What the exercise asks: Among the entries below, one line contains "target: snow-covered ground" and another contains "sample | <point>377,11</point>". Transcribe those two lines and every line between them, exactly.

***

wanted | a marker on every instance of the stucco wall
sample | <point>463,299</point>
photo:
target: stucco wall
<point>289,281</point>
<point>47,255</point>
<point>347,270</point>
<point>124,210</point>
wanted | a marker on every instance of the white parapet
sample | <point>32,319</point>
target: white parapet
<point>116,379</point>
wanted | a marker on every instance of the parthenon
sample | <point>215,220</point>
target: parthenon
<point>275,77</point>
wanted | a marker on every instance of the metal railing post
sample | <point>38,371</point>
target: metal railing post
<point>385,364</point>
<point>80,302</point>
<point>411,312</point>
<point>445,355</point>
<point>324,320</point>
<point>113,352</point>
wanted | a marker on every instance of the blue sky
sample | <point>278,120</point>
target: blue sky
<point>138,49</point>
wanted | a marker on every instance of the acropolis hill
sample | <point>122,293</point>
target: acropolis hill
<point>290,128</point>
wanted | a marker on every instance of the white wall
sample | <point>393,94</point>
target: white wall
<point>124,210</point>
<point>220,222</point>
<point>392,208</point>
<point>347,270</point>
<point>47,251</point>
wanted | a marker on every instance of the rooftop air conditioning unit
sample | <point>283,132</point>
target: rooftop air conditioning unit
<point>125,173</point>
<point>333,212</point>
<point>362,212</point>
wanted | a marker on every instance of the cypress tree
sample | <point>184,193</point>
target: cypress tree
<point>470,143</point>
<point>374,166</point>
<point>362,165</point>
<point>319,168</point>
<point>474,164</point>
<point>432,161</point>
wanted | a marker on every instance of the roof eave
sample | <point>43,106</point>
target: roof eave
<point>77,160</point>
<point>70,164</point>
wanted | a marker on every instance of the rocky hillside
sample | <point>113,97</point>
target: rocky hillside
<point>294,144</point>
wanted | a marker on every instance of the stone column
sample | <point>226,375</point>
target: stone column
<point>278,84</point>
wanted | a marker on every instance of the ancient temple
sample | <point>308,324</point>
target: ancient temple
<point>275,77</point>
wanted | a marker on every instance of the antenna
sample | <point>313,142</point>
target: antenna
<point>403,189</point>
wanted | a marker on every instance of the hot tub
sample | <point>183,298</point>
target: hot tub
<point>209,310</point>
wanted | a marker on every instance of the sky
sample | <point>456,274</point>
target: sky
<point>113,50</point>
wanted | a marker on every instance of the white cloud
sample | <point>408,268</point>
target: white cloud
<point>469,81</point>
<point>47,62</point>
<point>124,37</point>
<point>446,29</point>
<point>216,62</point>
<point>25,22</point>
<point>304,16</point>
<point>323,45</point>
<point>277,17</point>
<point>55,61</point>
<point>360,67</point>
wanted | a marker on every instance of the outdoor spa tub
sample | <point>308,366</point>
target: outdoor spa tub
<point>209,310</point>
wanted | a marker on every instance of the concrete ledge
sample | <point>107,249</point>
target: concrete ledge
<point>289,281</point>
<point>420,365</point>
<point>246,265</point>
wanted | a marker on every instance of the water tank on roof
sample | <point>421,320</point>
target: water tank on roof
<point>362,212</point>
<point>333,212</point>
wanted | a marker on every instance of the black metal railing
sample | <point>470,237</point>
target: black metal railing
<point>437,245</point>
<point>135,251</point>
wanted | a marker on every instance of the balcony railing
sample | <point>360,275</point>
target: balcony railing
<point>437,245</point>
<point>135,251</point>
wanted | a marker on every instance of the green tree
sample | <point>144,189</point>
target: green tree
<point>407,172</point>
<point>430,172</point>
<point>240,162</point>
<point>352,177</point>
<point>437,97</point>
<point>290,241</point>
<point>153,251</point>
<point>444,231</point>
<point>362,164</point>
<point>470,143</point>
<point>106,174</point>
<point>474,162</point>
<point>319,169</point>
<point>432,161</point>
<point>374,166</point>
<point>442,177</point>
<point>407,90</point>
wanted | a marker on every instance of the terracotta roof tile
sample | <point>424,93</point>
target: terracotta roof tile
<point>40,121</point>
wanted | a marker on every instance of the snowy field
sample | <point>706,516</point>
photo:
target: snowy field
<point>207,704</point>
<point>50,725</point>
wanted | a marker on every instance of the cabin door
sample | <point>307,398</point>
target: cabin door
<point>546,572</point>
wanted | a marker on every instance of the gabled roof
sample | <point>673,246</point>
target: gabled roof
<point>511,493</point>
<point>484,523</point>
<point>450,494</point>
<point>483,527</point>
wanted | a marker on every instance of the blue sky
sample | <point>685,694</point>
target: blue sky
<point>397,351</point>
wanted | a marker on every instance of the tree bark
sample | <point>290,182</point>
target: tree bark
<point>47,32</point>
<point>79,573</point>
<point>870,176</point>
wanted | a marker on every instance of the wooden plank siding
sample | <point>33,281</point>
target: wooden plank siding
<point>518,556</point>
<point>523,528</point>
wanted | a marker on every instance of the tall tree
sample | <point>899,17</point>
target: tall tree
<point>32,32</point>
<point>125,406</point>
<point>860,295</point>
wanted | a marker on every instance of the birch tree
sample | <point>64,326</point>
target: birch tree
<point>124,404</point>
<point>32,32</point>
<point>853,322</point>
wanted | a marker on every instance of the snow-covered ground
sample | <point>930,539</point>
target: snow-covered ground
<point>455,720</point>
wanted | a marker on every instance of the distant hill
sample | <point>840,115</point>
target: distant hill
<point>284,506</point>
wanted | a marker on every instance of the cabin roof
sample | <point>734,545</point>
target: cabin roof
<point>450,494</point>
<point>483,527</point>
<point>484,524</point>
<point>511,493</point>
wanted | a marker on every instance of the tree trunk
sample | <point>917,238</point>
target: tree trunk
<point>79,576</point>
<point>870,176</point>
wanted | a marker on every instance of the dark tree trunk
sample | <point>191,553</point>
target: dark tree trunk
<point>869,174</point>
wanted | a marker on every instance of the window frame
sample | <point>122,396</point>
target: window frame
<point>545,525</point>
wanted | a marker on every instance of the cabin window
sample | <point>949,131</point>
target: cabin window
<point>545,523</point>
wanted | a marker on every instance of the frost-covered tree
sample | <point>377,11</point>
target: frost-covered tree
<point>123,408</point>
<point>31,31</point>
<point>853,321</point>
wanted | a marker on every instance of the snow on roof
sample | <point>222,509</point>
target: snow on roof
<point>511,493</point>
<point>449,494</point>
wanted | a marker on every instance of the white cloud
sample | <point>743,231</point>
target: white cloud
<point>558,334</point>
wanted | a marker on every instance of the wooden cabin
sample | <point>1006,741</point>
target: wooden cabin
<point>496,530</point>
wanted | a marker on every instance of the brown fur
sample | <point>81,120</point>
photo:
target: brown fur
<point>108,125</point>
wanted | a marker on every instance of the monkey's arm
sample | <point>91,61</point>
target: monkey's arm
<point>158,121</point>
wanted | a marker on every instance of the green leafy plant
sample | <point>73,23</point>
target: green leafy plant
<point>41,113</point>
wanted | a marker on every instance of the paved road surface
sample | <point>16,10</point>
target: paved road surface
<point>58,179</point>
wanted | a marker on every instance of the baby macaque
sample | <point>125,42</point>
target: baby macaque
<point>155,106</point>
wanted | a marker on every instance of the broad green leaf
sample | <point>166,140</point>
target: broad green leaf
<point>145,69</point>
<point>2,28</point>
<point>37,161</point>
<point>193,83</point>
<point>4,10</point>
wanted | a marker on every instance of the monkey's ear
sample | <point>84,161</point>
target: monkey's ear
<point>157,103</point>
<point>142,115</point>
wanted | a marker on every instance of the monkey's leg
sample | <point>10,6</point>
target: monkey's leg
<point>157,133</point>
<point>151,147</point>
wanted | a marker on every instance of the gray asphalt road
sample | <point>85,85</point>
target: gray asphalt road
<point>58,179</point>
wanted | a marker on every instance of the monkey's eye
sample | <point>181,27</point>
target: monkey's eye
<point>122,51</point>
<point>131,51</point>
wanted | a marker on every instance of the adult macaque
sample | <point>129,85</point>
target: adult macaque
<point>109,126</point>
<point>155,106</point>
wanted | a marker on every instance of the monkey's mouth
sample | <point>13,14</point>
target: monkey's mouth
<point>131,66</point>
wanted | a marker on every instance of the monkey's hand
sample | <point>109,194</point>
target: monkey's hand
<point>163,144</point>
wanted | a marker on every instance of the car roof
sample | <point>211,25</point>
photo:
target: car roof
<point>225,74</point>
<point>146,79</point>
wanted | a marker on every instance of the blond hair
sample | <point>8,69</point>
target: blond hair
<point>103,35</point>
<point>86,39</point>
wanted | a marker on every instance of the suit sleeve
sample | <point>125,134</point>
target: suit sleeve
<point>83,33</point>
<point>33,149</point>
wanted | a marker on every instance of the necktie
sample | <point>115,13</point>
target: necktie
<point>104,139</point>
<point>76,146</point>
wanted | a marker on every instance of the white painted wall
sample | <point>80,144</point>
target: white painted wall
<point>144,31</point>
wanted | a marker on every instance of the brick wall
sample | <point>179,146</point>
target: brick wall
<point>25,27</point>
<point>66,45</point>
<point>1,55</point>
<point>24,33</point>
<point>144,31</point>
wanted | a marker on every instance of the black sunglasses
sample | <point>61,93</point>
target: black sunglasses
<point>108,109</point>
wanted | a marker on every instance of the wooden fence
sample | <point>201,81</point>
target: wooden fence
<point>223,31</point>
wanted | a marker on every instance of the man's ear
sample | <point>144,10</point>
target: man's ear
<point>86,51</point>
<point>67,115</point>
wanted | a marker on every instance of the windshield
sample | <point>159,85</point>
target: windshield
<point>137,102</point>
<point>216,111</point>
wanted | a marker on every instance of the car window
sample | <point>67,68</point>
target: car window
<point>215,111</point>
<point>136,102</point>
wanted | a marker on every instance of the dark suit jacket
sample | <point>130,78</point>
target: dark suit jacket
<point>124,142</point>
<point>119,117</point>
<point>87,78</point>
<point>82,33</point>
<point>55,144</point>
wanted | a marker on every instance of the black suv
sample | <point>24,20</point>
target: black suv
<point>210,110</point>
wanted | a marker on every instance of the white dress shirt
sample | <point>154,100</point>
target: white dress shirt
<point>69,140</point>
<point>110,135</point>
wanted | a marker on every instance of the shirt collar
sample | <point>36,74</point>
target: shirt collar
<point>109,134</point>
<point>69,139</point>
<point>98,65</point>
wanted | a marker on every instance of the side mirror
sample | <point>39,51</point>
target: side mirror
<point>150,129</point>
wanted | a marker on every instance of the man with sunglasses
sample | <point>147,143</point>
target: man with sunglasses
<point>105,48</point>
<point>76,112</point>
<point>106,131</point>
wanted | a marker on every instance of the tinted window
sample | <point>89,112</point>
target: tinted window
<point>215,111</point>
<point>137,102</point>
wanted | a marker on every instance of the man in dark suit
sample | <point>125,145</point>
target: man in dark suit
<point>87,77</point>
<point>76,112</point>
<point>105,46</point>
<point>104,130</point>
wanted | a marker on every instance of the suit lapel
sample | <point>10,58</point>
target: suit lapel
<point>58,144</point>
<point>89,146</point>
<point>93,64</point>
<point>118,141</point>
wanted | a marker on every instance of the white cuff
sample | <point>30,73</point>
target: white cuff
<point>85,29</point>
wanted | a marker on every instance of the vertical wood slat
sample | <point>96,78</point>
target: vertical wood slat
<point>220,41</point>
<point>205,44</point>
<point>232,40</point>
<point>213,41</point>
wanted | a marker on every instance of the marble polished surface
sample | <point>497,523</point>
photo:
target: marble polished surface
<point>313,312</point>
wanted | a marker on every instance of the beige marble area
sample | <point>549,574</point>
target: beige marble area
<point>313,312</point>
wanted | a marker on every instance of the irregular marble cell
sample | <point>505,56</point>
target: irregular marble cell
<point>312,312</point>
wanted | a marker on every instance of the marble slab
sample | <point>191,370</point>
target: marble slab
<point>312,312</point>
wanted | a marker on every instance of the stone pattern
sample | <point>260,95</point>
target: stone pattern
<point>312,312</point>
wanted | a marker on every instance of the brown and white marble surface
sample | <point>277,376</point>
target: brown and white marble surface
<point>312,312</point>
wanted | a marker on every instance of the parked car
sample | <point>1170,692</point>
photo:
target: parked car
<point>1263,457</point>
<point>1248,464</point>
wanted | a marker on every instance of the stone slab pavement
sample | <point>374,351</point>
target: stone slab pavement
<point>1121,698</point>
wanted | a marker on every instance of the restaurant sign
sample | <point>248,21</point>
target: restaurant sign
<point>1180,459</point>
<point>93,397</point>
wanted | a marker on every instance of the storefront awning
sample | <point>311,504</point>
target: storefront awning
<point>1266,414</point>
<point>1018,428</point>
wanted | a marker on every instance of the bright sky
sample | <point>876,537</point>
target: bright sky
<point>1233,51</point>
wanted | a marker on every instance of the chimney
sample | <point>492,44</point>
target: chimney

***

Worked solution:
target: snow-covered ground
<point>455,720</point>
wanted | a marker on every instance of the distant hill
sample | <point>840,115</point>
target: distant hill
<point>284,506</point>
wanted | a marker on every instance of the cabin roof
sample | <point>734,545</point>
target: cabin roof
<point>450,494</point>
<point>483,527</point>
<point>484,524</point>
<point>511,493</point>
wanted | a marker on every instance of the tree trunk
sample | <point>917,238</point>
target: tree trunk
<point>79,576</point>
<point>870,176</point>
wanted | a marker on every instance of the dark tree trunk
sample | <point>191,553</point>
target: dark tree trunk
<point>869,174</point>
wanted | a marker on every instance of the window frame
sample | <point>122,396</point>
target: window frame
<point>545,525</point>
wanted | a marker on every instance of the cabin window
sample | <point>949,131</point>
target: cabin window
<point>545,523</point>
wanted | a marker on every instance of the frost-covered tree
sample | <point>377,11</point>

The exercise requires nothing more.